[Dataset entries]

◆ ◆ ◆ ◆ ◆

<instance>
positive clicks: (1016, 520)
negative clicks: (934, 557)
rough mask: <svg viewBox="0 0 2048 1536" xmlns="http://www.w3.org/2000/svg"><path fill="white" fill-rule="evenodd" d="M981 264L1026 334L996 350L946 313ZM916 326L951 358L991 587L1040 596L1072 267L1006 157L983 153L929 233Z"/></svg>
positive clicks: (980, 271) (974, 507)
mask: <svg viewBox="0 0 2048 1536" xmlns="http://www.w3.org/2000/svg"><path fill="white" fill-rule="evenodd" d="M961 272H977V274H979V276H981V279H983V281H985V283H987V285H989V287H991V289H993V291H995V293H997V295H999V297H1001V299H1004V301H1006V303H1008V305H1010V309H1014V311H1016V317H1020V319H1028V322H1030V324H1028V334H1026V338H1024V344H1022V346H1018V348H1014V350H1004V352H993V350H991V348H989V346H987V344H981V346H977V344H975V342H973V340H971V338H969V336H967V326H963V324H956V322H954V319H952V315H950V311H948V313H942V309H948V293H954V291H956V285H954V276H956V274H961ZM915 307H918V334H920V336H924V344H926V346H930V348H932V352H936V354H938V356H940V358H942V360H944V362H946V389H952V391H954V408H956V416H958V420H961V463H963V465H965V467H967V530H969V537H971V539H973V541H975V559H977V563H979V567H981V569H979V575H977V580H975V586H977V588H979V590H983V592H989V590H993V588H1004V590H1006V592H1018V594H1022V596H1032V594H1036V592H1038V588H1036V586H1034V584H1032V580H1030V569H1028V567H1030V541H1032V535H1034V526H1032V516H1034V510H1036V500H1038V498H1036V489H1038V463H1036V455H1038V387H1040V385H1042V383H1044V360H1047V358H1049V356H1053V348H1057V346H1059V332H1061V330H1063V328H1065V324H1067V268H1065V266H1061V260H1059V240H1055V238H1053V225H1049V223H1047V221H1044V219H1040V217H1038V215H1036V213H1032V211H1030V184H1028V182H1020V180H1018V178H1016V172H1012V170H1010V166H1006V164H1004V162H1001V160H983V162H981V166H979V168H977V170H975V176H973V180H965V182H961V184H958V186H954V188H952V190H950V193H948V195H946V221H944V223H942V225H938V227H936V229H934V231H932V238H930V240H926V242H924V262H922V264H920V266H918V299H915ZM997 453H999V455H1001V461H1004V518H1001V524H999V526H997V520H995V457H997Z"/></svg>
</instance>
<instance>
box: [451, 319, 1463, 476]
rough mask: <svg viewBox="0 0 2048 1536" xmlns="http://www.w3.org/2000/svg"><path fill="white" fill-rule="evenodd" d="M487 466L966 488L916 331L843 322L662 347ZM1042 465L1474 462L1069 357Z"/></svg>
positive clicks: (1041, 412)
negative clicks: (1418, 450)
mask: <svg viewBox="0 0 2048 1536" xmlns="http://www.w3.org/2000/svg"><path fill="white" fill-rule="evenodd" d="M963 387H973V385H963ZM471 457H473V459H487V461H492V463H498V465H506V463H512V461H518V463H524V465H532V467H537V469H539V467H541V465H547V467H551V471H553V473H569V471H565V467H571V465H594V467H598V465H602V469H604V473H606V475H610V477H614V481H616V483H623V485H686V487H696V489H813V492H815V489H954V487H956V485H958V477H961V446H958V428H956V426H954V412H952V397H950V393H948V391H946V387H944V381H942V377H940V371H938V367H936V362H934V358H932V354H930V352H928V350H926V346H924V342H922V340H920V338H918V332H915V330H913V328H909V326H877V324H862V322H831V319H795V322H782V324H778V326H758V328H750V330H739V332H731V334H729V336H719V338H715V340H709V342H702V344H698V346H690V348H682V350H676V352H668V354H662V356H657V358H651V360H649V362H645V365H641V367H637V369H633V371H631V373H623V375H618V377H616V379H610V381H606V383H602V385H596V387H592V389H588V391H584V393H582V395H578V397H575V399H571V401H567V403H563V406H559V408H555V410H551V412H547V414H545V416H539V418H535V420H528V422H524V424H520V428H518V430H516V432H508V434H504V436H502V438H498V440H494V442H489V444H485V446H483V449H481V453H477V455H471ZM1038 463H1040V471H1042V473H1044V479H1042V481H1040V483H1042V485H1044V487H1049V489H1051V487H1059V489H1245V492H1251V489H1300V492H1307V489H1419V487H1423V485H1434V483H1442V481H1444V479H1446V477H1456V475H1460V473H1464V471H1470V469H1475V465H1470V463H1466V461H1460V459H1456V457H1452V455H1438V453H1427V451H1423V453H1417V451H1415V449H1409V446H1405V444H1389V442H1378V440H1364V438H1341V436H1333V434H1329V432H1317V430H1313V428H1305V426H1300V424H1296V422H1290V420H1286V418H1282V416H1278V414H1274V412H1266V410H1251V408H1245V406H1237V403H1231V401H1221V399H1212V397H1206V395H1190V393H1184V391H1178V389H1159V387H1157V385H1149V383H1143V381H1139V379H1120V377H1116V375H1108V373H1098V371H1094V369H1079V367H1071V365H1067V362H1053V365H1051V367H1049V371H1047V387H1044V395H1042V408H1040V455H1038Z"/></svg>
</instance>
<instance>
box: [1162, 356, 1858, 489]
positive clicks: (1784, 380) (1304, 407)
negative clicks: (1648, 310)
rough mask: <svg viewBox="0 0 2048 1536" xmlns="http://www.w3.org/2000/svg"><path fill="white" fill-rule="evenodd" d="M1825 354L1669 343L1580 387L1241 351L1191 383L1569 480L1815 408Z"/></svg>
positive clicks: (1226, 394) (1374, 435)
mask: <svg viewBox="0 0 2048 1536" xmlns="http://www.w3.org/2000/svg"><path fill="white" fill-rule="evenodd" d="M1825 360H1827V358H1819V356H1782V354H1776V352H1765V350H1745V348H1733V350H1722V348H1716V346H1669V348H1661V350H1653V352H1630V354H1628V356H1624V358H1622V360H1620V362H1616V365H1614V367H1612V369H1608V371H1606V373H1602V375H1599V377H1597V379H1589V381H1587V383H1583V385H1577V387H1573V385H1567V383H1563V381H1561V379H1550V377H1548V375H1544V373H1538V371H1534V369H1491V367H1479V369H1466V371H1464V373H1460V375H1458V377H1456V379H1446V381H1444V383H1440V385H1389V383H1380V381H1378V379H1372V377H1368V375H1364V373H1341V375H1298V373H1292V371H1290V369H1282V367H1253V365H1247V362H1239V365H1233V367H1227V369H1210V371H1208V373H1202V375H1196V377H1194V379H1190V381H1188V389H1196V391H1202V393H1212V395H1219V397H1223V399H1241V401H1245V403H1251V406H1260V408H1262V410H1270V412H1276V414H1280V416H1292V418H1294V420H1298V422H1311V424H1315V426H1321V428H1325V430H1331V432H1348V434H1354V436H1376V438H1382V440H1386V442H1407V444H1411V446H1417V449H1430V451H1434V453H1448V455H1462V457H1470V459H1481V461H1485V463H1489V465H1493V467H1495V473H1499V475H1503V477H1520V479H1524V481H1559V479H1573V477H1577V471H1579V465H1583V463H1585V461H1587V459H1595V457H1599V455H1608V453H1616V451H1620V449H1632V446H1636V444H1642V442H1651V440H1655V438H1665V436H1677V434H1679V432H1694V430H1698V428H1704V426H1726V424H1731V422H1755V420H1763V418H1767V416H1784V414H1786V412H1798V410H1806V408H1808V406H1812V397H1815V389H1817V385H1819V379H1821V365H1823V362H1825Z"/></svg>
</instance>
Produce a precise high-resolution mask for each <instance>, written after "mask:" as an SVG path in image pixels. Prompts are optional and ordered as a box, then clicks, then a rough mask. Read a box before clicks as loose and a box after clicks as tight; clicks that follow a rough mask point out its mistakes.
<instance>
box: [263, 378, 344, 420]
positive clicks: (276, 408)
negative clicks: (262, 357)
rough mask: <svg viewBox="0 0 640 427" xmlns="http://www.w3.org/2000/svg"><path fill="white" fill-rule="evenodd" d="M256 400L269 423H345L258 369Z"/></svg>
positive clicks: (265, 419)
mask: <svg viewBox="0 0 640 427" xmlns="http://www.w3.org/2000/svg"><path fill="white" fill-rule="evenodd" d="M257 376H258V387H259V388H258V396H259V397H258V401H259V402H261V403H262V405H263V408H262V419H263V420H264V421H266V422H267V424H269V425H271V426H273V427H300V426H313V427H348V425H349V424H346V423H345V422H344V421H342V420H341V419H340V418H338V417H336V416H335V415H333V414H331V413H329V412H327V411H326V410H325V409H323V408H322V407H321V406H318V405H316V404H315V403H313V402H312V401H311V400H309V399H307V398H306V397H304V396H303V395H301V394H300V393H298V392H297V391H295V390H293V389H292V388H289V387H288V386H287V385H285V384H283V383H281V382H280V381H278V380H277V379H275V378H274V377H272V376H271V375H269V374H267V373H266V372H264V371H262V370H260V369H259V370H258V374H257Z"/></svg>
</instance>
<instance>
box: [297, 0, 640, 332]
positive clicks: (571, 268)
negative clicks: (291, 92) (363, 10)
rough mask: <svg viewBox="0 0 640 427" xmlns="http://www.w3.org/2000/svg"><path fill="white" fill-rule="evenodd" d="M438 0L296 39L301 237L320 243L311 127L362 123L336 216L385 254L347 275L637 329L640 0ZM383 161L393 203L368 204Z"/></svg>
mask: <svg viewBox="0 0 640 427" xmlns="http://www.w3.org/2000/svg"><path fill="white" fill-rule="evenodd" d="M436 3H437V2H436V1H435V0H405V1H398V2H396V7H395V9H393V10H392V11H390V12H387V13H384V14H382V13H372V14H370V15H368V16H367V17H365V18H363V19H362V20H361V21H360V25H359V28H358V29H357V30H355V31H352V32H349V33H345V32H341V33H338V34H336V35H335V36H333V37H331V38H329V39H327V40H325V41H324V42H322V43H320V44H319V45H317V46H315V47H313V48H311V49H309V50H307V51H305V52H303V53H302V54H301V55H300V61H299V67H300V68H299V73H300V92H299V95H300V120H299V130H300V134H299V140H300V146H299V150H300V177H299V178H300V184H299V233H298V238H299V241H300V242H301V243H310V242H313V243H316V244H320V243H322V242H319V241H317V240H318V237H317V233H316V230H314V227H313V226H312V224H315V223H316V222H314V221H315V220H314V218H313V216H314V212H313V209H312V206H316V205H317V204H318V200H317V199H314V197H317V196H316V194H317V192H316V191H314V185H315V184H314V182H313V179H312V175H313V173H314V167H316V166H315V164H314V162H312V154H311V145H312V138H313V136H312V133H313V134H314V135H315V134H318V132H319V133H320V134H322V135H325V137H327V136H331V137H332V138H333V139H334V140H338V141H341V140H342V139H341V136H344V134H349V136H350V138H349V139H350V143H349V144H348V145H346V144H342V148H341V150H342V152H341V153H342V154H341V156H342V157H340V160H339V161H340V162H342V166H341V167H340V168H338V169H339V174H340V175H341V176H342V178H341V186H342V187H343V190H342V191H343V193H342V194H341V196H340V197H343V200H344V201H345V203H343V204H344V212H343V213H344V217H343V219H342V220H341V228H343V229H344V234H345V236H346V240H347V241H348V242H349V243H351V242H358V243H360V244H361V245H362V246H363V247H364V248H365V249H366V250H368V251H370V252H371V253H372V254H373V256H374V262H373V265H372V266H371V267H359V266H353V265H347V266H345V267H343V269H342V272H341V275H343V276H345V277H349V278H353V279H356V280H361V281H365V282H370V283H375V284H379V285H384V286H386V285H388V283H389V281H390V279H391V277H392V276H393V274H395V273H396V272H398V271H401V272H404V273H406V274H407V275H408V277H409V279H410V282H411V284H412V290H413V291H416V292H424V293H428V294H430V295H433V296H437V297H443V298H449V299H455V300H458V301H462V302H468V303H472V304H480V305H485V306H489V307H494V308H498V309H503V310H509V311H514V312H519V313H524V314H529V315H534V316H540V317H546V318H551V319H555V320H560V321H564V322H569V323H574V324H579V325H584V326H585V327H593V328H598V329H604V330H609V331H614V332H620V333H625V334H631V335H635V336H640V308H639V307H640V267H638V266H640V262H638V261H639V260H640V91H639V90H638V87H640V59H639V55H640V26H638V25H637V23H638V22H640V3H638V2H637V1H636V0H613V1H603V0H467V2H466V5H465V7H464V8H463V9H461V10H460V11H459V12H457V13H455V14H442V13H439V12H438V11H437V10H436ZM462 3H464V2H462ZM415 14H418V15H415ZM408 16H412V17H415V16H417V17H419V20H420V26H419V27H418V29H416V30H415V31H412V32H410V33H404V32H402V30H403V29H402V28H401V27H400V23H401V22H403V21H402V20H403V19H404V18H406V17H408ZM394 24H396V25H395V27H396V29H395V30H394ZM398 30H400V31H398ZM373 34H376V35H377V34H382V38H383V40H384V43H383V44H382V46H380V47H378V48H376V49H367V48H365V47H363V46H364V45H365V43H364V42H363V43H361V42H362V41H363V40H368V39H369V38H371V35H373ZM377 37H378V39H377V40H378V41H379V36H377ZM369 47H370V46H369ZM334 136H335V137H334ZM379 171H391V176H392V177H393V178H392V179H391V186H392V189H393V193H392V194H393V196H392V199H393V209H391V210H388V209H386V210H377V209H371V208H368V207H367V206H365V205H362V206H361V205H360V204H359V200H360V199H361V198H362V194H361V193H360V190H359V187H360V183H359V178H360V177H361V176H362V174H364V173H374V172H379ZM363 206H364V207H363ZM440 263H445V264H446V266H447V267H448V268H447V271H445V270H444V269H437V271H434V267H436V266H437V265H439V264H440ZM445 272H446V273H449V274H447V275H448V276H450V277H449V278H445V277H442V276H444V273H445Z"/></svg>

◆ ◆ ◆ ◆ ◆

TASK REQUIREMENTS
Copy out the items unchanged, from the very first line through the line holding "positive clicks: (980, 271) (974, 507)", inclusive.

TASK OUTPUT
<instance>
positive clicks: (1016, 520)
negative clicks: (934, 557)
rough mask: <svg viewBox="0 0 2048 1536" xmlns="http://www.w3.org/2000/svg"><path fill="white" fill-rule="evenodd" d="M981 264L1026 334L996 350L946 313ZM916 326L951 358L991 587L1040 596L1072 267L1006 157L983 153L929 233Z"/></svg>
positive clicks: (980, 271) (974, 507)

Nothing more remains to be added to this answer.